**Aim of the exercise**
Rewrite the data from its start through the line containing "253,110,267,271", swapping "query" for "prompt" and keeping everything else the same. Omit the pictures from your answer.

**Dataset content**
━━━━━━━━━━
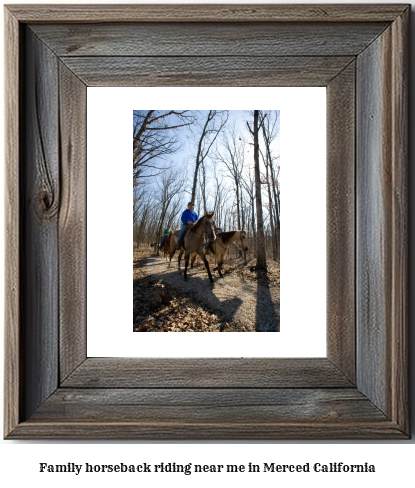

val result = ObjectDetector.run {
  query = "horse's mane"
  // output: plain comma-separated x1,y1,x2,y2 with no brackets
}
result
190,212,215,232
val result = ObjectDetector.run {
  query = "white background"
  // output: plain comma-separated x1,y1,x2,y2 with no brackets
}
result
87,87,326,357
0,0,415,488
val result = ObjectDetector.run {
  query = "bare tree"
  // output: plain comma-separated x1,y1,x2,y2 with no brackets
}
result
191,110,228,202
216,127,245,229
156,169,185,254
133,110,194,181
246,110,267,271
260,111,280,260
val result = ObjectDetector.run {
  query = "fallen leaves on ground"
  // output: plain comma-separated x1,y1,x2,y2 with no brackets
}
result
133,248,279,332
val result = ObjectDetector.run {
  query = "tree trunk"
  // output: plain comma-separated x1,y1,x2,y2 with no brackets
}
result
253,110,267,271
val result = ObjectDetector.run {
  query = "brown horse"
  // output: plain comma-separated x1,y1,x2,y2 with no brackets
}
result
168,212,216,283
163,232,172,261
200,230,248,278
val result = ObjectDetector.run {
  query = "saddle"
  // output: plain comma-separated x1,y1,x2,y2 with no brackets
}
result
172,226,192,251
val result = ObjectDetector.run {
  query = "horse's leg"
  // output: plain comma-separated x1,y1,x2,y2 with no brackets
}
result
167,246,176,269
177,249,184,274
184,253,190,281
218,254,223,278
197,252,214,283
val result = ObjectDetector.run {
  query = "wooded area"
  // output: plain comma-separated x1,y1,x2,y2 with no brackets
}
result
133,110,280,271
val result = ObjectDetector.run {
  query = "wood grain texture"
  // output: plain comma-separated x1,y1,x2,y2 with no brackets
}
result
31,388,387,425
356,27,392,415
62,56,353,86
62,358,352,388
390,10,410,432
5,5,409,439
357,14,409,432
4,4,22,435
327,62,356,382
10,420,406,441
58,62,86,381
21,31,60,417
7,4,408,23
32,22,388,58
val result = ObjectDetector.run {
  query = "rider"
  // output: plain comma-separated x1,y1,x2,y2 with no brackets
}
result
160,225,171,249
177,202,198,250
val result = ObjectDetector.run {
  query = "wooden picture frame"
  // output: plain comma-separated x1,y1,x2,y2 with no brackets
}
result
4,4,410,440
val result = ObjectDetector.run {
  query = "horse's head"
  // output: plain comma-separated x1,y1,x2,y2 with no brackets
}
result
203,212,216,242
239,230,248,251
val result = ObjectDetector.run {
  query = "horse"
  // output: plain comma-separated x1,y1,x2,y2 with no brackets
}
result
199,230,248,278
167,212,216,283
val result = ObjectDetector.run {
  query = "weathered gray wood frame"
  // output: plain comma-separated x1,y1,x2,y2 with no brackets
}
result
4,5,410,439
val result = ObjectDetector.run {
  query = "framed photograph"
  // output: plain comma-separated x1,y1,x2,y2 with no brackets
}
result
4,4,410,440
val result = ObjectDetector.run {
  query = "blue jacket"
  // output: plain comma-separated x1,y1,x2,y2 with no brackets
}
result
182,208,198,225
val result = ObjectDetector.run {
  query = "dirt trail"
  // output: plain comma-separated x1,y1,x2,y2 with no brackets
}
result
134,248,279,332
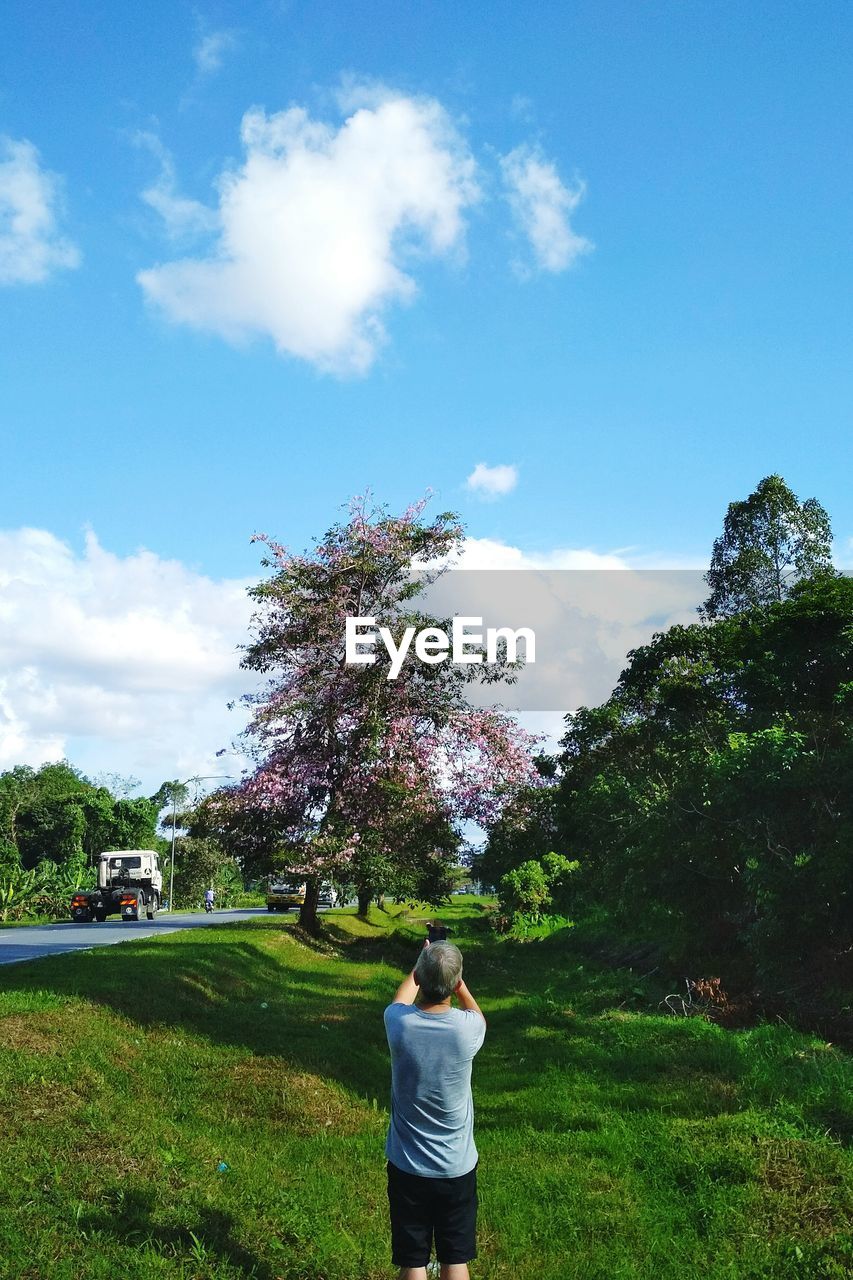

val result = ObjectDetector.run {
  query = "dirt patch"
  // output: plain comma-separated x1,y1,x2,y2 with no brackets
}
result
8,1080,86,1125
756,1138,853,1240
209,1057,373,1135
0,1014,81,1056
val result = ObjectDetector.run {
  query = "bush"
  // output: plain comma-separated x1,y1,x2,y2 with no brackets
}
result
498,852,580,927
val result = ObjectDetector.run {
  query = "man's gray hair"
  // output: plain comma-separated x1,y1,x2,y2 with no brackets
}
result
415,942,462,1002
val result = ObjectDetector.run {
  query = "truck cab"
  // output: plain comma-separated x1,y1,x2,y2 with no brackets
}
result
266,879,305,911
70,849,163,923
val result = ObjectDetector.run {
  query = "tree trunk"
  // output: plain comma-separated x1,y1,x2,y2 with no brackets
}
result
300,876,320,937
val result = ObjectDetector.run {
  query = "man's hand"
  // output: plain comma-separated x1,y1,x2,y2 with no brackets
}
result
455,978,485,1021
392,938,429,1005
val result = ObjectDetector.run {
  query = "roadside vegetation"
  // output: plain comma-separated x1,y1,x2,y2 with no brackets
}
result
0,897,853,1280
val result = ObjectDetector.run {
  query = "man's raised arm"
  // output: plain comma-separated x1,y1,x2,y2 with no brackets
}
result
391,941,429,1005
455,978,485,1021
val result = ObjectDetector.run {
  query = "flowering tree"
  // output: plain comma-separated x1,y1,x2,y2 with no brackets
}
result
210,498,535,928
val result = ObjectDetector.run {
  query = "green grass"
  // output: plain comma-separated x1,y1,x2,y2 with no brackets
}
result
0,899,853,1280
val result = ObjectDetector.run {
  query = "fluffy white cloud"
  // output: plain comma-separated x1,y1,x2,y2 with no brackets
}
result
192,31,237,76
138,88,478,372
465,462,519,498
501,146,592,275
0,529,250,786
0,136,79,285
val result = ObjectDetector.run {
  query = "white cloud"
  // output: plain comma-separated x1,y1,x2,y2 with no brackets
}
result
0,519,703,792
138,87,479,374
0,136,81,285
192,29,237,76
133,131,219,239
465,462,519,498
0,529,251,787
501,146,593,275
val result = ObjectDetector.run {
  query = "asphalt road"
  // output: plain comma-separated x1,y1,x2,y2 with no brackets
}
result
0,906,289,964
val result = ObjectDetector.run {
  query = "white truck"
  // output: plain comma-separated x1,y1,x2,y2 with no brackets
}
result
70,849,163,923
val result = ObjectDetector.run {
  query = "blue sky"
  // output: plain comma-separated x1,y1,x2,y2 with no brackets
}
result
0,0,853,772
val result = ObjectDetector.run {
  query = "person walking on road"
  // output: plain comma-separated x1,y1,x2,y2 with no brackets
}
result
384,942,485,1280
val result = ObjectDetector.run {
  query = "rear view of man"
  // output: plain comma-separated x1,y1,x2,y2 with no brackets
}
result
386,942,485,1280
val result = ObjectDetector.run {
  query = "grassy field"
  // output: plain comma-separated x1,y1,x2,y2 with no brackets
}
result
0,899,853,1280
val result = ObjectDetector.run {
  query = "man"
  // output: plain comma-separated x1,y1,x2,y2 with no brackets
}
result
386,942,485,1280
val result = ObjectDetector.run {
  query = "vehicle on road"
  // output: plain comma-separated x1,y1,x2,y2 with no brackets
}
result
70,849,163,924
266,881,305,911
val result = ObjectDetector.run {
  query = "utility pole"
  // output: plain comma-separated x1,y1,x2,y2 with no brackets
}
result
169,773,233,911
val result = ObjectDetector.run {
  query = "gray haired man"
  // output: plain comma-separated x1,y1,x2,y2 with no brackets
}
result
386,942,485,1280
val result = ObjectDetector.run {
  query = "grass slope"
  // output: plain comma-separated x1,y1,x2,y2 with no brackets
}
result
0,900,853,1280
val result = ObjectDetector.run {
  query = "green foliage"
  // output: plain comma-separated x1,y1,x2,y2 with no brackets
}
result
0,760,158,919
487,560,853,1021
703,475,833,618
174,836,234,906
498,852,580,924
0,904,853,1280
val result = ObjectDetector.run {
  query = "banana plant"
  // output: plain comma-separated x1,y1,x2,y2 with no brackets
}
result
0,868,38,923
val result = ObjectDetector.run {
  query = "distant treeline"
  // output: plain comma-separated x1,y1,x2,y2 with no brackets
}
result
478,476,853,1029
0,760,161,870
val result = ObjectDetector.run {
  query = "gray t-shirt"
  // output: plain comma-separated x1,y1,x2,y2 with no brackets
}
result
386,1004,485,1178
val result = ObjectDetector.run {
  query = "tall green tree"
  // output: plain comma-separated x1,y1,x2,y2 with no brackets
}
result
701,475,833,618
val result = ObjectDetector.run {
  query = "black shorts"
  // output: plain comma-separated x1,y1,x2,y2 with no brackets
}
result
388,1161,478,1267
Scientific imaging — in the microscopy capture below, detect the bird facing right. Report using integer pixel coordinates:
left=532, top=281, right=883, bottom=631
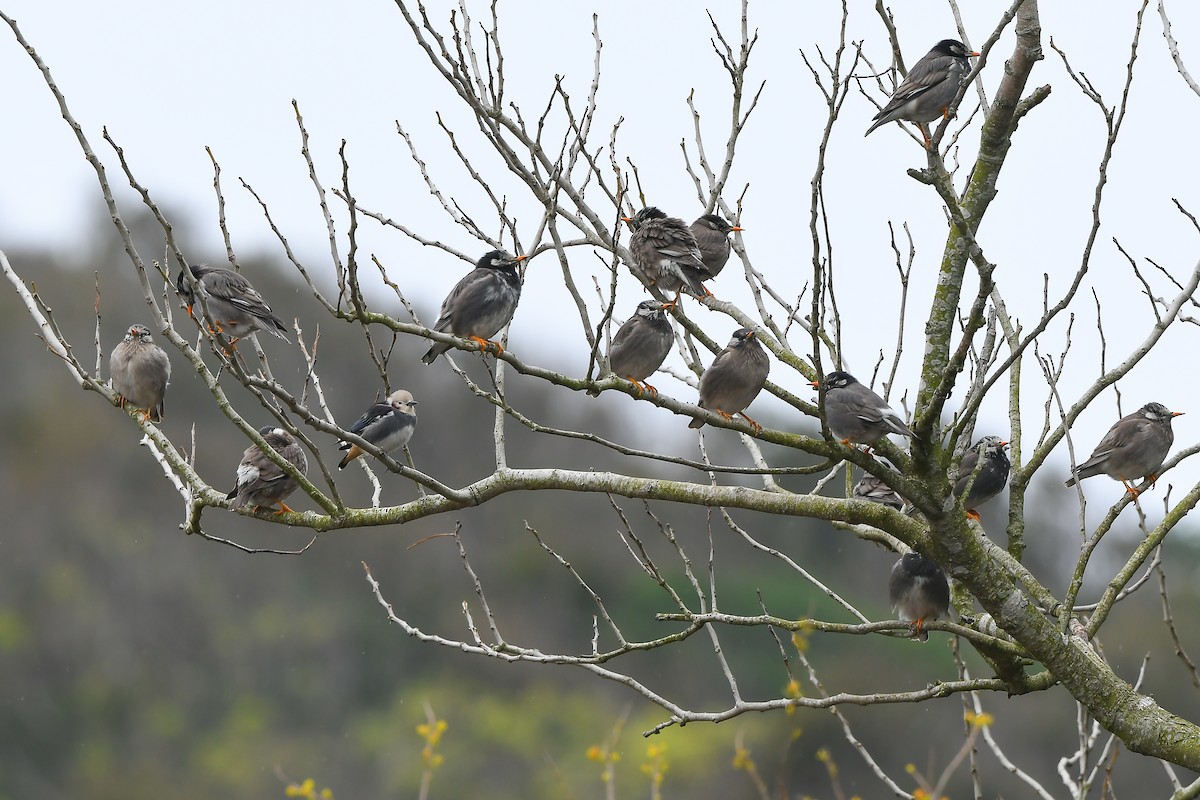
left=108, top=325, right=170, bottom=422
left=810, top=371, right=914, bottom=446
left=588, top=300, right=674, bottom=397
left=688, top=327, right=770, bottom=431
left=622, top=205, right=709, bottom=305
left=954, top=437, right=1012, bottom=519
left=226, top=425, right=308, bottom=515
left=888, top=551, right=950, bottom=642
left=863, top=38, right=979, bottom=149
left=337, top=389, right=416, bottom=469
left=421, top=249, right=528, bottom=363
left=175, top=264, right=288, bottom=344
left=1064, top=403, right=1183, bottom=498
left=690, top=213, right=742, bottom=281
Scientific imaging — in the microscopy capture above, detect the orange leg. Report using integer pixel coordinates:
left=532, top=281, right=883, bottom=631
left=742, top=411, right=762, bottom=433
left=467, top=336, right=504, bottom=355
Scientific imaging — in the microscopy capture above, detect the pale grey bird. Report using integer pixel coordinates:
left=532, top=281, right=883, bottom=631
left=1066, top=403, right=1183, bottom=497
left=175, top=264, right=288, bottom=344
left=810, top=371, right=914, bottom=446
left=863, top=38, right=979, bottom=149
left=108, top=325, right=170, bottom=422
left=337, top=389, right=416, bottom=469
left=421, top=249, right=528, bottom=363
left=226, top=425, right=308, bottom=515
left=954, top=437, right=1012, bottom=519
left=588, top=300, right=674, bottom=397
left=622, top=205, right=709, bottom=306
left=888, top=551, right=950, bottom=642
left=854, top=473, right=904, bottom=511
left=689, top=213, right=744, bottom=281
left=688, top=327, right=770, bottom=431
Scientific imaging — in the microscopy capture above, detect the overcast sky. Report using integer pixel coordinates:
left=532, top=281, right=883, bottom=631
left=0, top=0, right=1200, bottom=532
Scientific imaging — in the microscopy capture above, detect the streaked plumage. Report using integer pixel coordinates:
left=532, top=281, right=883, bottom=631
left=811, top=371, right=913, bottom=446
left=588, top=300, right=674, bottom=397
left=108, top=325, right=170, bottom=422
left=863, top=38, right=979, bottom=142
left=226, top=425, right=308, bottom=513
left=175, top=264, right=288, bottom=342
left=622, top=205, right=708, bottom=300
left=690, top=213, right=742, bottom=281
left=888, top=551, right=950, bottom=642
left=337, top=389, right=416, bottom=469
left=421, top=249, right=527, bottom=363
left=1066, top=403, right=1183, bottom=497
left=688, top=327, right=770, bottom=431
left=954, top=437, right=1012, bottom=519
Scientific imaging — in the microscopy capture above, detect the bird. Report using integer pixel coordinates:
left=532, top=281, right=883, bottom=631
left=954, top=437, right=1012, bottom=519
left=888, top=551, right=950, bottom=642
left=809, top=371, right=916, bottom=447
left=588, top=300, right=674, bottom=397
left=421, top=249, right=528, bottom=363
left=226, top=425, right=308, bottom=516
left=108, top=324, right=170, bottom=422
left=1064, top=403, right=1183, bottom=498
left=688, top=327, right=770, bottom=432
left=863, top=38, right=979, bottom=150
left=689, top=213, right=744, bottom=281
left=854, top=473, right=904, bottom=511
left=175, top=264, right=289, bottom=344
left=622, top=205, right=710, bottom=307
left=337, top=389, right=416, bottom=469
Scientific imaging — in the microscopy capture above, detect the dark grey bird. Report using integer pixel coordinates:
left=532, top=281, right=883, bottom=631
left=810, top=371, right=914, bottom=447
left=1066, top=403, right=1183, bottom=498
left=690, top=213, right=744, bottom=281
left=688, top=327, right=770, bottom=431
left=888, top=551, right=950, bottom=642
left=421, top=249, right=528, bottom=363
left=226, top=425, right=308, bottom=515
left=622, top=205, right=709, bottom=306
left=588, top=300, right=674, bottom=397
left=337, top=389, right=416, bottom=469
left=854, top=473, right=904, bottom=511
left=175, top=264, right=288, bottom=344
left=108, top=325, right=170, bottom=422
left=954, top=437, right=1013, bottom=519
left=863, top=38, right=979, bottom=149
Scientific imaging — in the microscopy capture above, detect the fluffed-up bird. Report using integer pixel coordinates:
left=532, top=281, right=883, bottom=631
left=1066, top=403, right=1183, bottom=498
left=688, top=327, right=770, bottom=432
left=622, top=205, right=709, bottom=306
left=809, top=371, right=914, bottom=446
left=854, top=473, right=904, bottom=511
left=863, top=38, right=979, bottom=149
left=689, top=213, right=743, bottom=281
left=421, top=249, right=528, bottom=363
left=226, top=425, right=308, bottom=515
left=954, top=437, right=1012, bottom=519
left=108, top=325, right=170, bottom=422
left=888, top=551, right=950, bottom=642
left=588, top=300, right=674, bottom=397
left=337, top=389, right=416, bottom=469
left=175, top=264, right=289, bottom=344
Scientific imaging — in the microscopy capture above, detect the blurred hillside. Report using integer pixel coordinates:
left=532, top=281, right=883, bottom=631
left=0, top=209, right=1200, bottom=800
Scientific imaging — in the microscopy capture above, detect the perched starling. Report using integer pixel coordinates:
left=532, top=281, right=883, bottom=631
left=1066, top=403, right=1183, bottom=497
left=108, top=325, right=170, bottom=422
left=421, top=249, right=528, bottom=363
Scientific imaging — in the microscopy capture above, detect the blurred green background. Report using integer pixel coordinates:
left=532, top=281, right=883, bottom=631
left=0, top=209, right=1200, bottom=800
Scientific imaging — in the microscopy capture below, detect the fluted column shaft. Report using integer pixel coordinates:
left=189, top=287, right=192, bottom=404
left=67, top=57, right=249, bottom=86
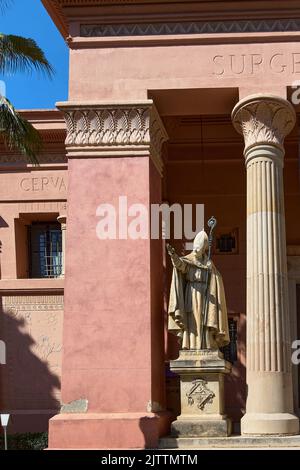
left=233, top=95, right=299, bottom=434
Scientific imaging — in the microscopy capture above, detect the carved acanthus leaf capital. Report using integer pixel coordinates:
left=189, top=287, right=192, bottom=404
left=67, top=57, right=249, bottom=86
━━━━━━━━━━
**Finished answer**
val result = ObjectDetector.run {
  prompt = "horse's mane"
  // output: plain comma-separated x1,y1,x2,y2 with no brackets
}
result
190,212,215,232
val result = ObjectDetector.run {
  prompt = "white background"
  // output: plain comma-separated x1,y1,x2,y2 with no brackets
}
result
87,87,326,357
0,0,415,488
val result = ObjectDetector.run {
  prompt = "bare tree"
  // output: plain comma-separated x1,y1,x2,y2 with no brackets
}
result
191,110,228,202
216,127,245,229
156,169,185,254
133,110,194,181
246,110,267,271
260,111,280,260
val result = ObjectDetector.run {
  prompt = "fallen leaves on ground"
  // output: plain comma-separated x1,y1,x2,y2 with no brackets
}
result
133,248,279,332
val result = ObjectDetector.run {
  prompt = "tree trunk"
  // output: plain comma-separated x1,y1,x2,y2 with no brackets
}
result
253,110,267,271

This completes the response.